WHAT THE TASK REQUIRES =>
Return every one of the records below unchanged, line for line.

THE INPUT =>
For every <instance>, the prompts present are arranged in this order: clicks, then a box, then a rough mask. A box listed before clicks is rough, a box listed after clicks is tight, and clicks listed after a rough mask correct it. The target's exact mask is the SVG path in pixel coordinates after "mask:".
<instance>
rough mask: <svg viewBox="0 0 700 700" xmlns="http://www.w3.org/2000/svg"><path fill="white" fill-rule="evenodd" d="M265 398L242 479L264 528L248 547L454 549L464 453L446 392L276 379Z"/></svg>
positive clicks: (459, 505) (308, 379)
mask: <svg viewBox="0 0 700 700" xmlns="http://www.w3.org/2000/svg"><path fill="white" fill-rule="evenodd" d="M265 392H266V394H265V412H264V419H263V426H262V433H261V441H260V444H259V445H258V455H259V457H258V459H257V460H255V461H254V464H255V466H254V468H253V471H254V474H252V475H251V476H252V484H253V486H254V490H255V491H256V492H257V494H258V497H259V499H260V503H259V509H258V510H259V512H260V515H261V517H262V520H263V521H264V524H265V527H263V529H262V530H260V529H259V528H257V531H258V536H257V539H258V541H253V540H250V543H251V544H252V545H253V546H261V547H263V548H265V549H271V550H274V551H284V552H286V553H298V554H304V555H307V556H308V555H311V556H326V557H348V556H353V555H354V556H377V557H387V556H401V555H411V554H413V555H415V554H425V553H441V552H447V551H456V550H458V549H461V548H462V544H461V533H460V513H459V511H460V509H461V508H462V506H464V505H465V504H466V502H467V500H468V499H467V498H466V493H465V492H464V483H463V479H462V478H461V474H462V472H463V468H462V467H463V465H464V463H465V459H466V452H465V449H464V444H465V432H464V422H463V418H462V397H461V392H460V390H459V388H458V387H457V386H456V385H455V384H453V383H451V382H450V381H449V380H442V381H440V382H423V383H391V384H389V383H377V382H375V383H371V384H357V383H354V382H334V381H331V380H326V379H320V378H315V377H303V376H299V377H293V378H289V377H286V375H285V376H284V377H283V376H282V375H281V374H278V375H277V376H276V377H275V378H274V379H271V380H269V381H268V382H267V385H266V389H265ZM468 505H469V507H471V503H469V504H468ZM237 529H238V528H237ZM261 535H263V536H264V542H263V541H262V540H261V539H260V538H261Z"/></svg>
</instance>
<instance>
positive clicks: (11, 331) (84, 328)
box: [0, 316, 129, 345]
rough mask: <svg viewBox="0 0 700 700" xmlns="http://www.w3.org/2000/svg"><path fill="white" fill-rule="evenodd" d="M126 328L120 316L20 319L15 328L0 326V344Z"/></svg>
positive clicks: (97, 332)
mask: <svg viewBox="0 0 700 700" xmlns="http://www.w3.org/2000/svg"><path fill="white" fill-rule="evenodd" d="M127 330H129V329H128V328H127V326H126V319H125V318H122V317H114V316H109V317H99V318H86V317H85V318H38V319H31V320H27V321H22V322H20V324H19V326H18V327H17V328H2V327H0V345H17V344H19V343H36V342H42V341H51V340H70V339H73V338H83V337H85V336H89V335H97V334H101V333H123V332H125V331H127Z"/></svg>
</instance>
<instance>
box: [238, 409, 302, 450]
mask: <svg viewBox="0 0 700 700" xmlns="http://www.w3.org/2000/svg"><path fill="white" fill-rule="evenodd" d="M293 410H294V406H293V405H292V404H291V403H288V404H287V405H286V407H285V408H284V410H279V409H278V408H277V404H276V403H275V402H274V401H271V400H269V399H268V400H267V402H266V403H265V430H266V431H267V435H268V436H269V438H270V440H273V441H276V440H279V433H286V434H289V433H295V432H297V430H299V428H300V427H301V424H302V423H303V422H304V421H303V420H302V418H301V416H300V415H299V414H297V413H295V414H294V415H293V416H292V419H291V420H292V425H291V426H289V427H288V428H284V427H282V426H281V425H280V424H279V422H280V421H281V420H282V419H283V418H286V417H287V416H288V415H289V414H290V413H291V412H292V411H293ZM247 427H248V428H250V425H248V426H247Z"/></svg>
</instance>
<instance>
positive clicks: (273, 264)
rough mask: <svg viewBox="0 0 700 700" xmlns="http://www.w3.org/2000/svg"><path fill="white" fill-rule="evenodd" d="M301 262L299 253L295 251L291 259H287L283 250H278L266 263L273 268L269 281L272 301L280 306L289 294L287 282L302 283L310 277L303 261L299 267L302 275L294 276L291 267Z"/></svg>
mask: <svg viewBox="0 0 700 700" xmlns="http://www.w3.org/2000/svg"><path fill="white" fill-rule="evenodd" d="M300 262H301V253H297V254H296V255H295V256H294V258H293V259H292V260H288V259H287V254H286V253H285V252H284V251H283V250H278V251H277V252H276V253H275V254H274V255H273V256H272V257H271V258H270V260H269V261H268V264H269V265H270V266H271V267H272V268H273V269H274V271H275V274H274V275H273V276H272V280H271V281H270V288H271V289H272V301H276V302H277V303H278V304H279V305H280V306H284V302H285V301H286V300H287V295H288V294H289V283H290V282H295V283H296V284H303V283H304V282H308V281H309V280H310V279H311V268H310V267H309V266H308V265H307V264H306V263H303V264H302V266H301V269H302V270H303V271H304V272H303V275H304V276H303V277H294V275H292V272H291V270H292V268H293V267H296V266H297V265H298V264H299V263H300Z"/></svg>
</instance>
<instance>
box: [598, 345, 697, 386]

TASK RESULT =>
For every <instance>, the prompts present are arranged in this order: clicks, then a box, then a rough mask. A box listed before clicks is rough, a box listed after clicks is tight, and clicks listed after a rough mask correct it. The target's exact mask is the SVG path in pixel coordinates after "mask:".
<instance>
rough mask: <svg viewBox="0 0 700 700" xmlns="http://www.w3.org/2000/svg"><path fill="white" fill-rule="evenodd" d="M265 398L242 479L264 528L248 547L454 549L464 453L446 392L276 379Z"/></svg>
positive clicks: (459, 505) (308, 379)
mask: <svg viewBox="0 0 700 700" xmlns="http://www.w3.org/2000/svg"><path fill="white" fill-rule="evenodd" d="M265 392H266V394H265V412H264V419H263V426H262V433H261V441H260V444H259V445H258V455H259V457H258V459H257V460H255V461H254V464H255V466H254V468H253V471H254V474H252V475H251V476H252V484H253V486H254V490H255V491H256V492H257V494H258V497H259V499H260V503H259V509H258V510H259V512H260V515H261V517H262V520H263V521H264V524H265V527H263V529H262V530H260V529H259V528H257V531H258V536H257V539H258V541H253V540H250V543H251V544H252V545H253V546H261V547H263V548H265V549H271V550H274V551H284V552H286V553H298V554H304V555H307V556H308V555H311V556H326V557H348V556H353V555H354V556H377V557H387V556H401V555H411V554H413V555H415V554H425V553H441V552H447V551H456V550H458V549H461V548H462V544H461V533H460V513H459V511H460V509H461V508H462V506H464V505H465V504H466V502H467V500H468V499H467V498H466V493H465V492H464V483H463V479H462V478H461V474H462V472H463V468H462V467H463V465H464V463H465V459H466V452H465V449H464V444H465V432H464V422H463V418H462V397H461V392H460V390H459V388H458V387H457V386H456V385H455V384H453V383H451V382H450V381H449V380H442V381H440V382H423V383H391V384H389V383H377V382H375V383H371V384H357V383H354V382H334V381H331V380H326V379H320V378H315V377H303V376H299V377H293V378H289V377H286V375H285V376H284V377H283V376H282V375H281V374H278V375H277V376H276V377H275V378H274V379H271V380H269V381H268V382H267V385H266V389H265ZM468 505H469V507H471V503H469V504H468ZM237 529H238V528H237ZM261 535H263V536H264V542H263V541H262V540H261V539H260V538H261Z"/></svg>
</instance>
<instance>
positive clicks: (11, 331) (84, 328)
box: [0, 316, 129, 345]
rough mask: <svg viewBox="0 0 700 700" xmlns="http://www.w3.org/2000/svg"><path fill="white" fill-rule="evenodd" d="M126 328L120 316L20 319L15 328L0 326V344Z"/></svg>
positive clicks: (97, 332)
mask: <svg viewBox="0 0 700 700" xmlns="http://www.w3.org/2000/svg"><path fill="white" fill-rule="evenodd" d="M127 330H129V329H128V328H127V326H126V319H125V318H122V317H114V316H109V317H99V318H86V317H85V318H38V319H31V320H27V321H22V322H20V324H19V326H18V327H17V328H2V327H0V345H17V344H19V343H36V342H42V341H51V340H70V339H73V338H83V337H85V336H89V335H97V334H101V333H123V332H125V331H127Z"/></svg>
</instance>
<instance>
box: [238, 409, 302, 450]
mask: <svg viewBox="0 0 700 700" xmlns="http://www.w3.org/2000/svg"><path fill="white" fill-rule="evenodd" d="M293 410H294V406H293V405H292V404H291V403H288V404H287V405H286V407H285V408H284V410H279V409H278V408H277V404H276V403H275V402H274V401H271V400H269V399H268V400H267V402H266V403H265V430H266V431H267V435H268V436H269V438H270V440H273V441H276V440H279V433H286V434H289V433H295V432H297V430H299V428H300V427H301V424H302V423H303V422H304V421H303V420H302V418H301V416H300V415H299V414H297V413H295V414H294V415H293V416H292V419H291V420H292V425H291V426H289V427H288V428H284V427H282V426H281V425H280V424H279V422H280V421H281V420H282V419H283V418H286V417H287V416H288V415H289V414H290V413H291V412H292V411H293ZM247 427H248V428H250V425H248V426H247Z"/></svg>
</instance>
<instance>
positive clicks: (273, 264)
rough mask: <svg viewBox="0 0 700 700" xmlns="http://www.w3.org/2000/svg"><path fill="white" fill-rule="evenodd" d="M301 262L299 253L295 251L291 259H287L283 250H278L266 263L273 268L269 281L272 301L280 306L289 294L287 282L302 283L310 277L303 261L299 267L302 275L294 276L291 267Z"/></svg>
mask: <svg viewBox="0 0 700 700" xmlns="http://www.w3.org/2000/svg"><path fill="white" fill-rule="evenodd" d="M300 262H301V253H297V254H296V255H295V256H294V258H293V259H292V260H288V259H287V254H286V253H285V252H284V251H283V250H278V251H277V252H276V253H275V254H274V255H273V256H272V257H271V258H270V260H269V261H268V264H269V265H270V266H271V267H272V268H273V269H274V271H275V274H274V275H273V276H272V280H271V281H270V288H271V289H272V301H276V302H277V303H278V304H279V305H280V306H284V302H285V301H286V300H287V295H288V294H289V283H290V282H295V283H296V284H303V283H304V282H308V281H309V280H310V279H311V268H310V267H309V266H308V265H307V264H306V263H303V264H302V266H301V269H302V270H303V271H304V272H303V275H304V276H303V277H294V275H292V272H291V270H292V268H293V267H296V266H297V265H298V264H299V263H300Z"/></svg>
</instance>
<instance>
box: [598, 345, 697, 386]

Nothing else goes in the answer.